I would like to see a revival of traditional boatbuilding in Japan, like we have seen in Europe and America, but the traditional apprentice system is not going to be able to save the craft. There is a need now to record a wider range of traditional boat designs, and offer opportunities for amateur boatbuilders to be exposed to these techniques. In the West this revival was spearheaded first by researchers who recorded traditional boat designs before the boats and craftspeople disappeared. Then maritime museums and government agencies began teaching workshops and sponsoring the construction of replica boats. Now one can find schools teaching these skills across North America, Europe and Australia.

In the last three years I have built boats in the Setouchi Art Festival in Takamatsu and at the Mizunoki Museum of Art in Kameoka. I taught apprentices for both projects. For the last two years I have taught Japanese boatbuilding to students at Middlebury College in Vermont. Earlier this year I built a replica of Mr. Murakami’s isobune at the Takenaka Carpentry Tools Museum in Kobe. I have also just published a major book on my first five apprenticeships: Japanese Wooden Boatbuilding (in English).

> [Given task 1]
Sum up the boatbuilding passage in two sentences.
> [Given task 2]
Name every event or institution in the boatbuilding passage where the writer says they built boats or taught.
The material that follows has nothing to do with the boatbuilding passage.

> [Data lines]
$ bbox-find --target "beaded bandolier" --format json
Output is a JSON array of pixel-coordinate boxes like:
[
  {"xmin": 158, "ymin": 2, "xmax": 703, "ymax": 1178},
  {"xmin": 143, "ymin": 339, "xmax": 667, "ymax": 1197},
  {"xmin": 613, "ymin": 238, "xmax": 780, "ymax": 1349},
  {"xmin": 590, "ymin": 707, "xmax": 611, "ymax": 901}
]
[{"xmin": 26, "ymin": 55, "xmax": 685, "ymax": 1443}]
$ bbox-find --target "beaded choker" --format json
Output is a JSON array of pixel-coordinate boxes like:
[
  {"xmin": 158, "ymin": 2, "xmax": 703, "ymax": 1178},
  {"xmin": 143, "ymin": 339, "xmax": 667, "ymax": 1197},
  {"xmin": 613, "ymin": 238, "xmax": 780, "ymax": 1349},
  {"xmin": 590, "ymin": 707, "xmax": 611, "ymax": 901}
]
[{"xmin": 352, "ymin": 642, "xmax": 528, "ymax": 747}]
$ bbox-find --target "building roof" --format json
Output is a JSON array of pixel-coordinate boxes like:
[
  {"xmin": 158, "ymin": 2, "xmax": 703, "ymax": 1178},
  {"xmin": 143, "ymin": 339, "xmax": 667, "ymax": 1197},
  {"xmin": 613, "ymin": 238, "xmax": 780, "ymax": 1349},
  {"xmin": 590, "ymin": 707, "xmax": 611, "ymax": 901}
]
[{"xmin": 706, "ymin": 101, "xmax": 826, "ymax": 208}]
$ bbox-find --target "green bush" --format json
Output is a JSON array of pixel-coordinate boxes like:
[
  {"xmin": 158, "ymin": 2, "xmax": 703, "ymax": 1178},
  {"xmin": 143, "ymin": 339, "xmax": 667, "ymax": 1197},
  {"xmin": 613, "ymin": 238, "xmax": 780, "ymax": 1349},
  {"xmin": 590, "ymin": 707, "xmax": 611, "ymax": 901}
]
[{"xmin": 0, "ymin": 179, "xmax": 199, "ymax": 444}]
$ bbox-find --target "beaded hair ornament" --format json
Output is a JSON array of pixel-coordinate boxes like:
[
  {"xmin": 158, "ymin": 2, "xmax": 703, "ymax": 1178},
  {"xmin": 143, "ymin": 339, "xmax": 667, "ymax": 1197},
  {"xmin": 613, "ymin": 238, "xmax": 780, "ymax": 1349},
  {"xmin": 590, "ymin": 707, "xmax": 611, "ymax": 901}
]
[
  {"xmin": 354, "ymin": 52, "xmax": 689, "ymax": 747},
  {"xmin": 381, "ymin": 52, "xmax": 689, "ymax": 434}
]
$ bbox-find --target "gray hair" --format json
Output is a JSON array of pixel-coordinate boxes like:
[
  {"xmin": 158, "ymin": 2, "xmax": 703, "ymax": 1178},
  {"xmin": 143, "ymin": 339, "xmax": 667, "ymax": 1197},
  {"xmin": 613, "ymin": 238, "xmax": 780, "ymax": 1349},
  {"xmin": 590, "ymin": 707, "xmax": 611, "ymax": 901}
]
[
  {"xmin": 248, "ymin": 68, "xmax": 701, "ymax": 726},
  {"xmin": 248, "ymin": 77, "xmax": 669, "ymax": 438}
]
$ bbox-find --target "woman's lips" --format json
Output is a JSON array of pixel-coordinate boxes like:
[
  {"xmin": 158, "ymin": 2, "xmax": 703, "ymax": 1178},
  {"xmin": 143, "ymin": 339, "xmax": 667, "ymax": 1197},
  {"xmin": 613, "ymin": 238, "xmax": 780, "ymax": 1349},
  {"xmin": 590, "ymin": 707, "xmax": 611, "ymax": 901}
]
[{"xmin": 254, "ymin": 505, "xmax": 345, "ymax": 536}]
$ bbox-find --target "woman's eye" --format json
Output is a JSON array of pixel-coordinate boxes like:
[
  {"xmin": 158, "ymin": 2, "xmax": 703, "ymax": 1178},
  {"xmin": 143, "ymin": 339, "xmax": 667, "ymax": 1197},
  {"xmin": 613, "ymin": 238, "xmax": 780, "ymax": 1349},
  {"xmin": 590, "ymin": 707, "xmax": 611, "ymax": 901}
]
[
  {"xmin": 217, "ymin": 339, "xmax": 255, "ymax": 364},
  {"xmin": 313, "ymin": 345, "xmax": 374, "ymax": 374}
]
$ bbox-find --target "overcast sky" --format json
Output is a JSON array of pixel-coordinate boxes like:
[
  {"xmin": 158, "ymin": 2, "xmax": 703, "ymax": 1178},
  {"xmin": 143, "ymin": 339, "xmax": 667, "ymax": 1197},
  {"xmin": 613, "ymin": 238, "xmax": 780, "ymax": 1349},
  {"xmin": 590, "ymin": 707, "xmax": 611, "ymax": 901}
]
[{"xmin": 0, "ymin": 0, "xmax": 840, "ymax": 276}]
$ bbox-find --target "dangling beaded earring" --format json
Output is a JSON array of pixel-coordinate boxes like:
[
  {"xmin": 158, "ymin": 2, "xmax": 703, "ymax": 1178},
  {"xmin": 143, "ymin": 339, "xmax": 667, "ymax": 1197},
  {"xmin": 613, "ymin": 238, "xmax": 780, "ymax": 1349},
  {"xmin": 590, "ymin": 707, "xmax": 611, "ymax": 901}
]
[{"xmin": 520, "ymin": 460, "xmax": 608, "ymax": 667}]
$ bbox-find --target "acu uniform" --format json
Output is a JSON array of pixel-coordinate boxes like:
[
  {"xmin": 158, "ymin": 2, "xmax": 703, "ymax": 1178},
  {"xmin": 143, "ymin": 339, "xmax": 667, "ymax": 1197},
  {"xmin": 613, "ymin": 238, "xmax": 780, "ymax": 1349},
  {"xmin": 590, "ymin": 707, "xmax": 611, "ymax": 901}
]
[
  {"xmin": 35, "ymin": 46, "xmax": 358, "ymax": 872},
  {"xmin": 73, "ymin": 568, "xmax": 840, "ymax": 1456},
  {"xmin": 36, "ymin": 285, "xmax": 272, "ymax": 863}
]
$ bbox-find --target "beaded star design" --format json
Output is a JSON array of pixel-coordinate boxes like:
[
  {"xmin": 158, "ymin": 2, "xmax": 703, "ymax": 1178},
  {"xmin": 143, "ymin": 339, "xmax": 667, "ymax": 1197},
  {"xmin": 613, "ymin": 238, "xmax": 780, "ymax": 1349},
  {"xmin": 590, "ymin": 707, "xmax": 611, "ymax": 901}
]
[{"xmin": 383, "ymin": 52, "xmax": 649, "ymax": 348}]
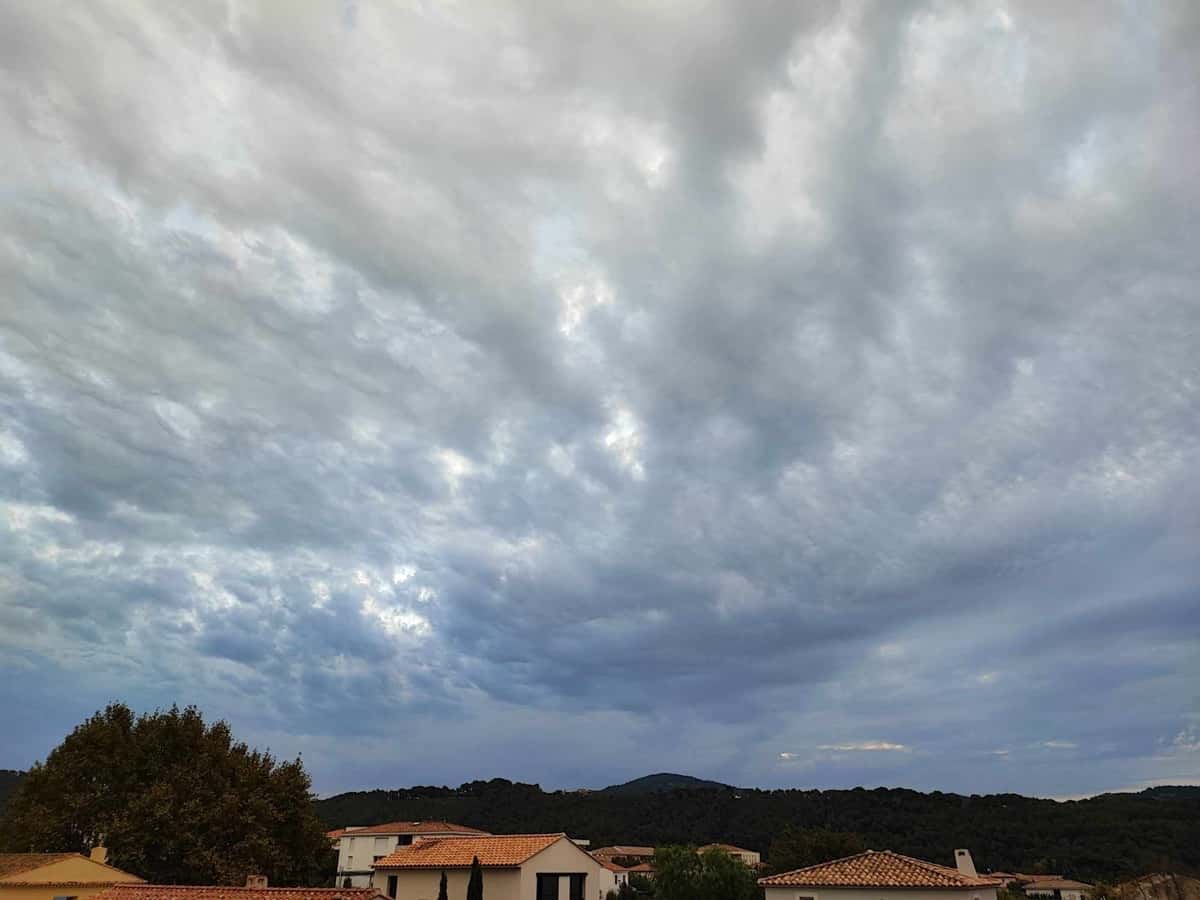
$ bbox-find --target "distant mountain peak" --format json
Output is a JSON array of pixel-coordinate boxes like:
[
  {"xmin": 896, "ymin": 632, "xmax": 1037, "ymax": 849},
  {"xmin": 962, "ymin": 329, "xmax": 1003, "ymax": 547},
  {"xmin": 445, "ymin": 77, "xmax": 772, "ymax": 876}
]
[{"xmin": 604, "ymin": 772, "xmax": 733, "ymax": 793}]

> [Full answer 1]
The writer wants traditional boatbuilding revived in Japan, as it was in Europe and America through research, museum and government workshops, and schools, and sees a need to record more designs and involve amateur builders because the apprentice system alone cannot save the craft. The writer has recently built boats in Japan, taught apprentices and Middlebury College students, made a replica of Mr. Murakami's isobune, and published a book titled Japanese Wooden Boatbuilding.

> [Full answer 2]
- Setouchi Art Festival in Takamatsu
- Mizunoki Museum of Art in Kameoka
- Middlebury College in Vermont
- Takenaka Carpentry Tools Museum in Kobe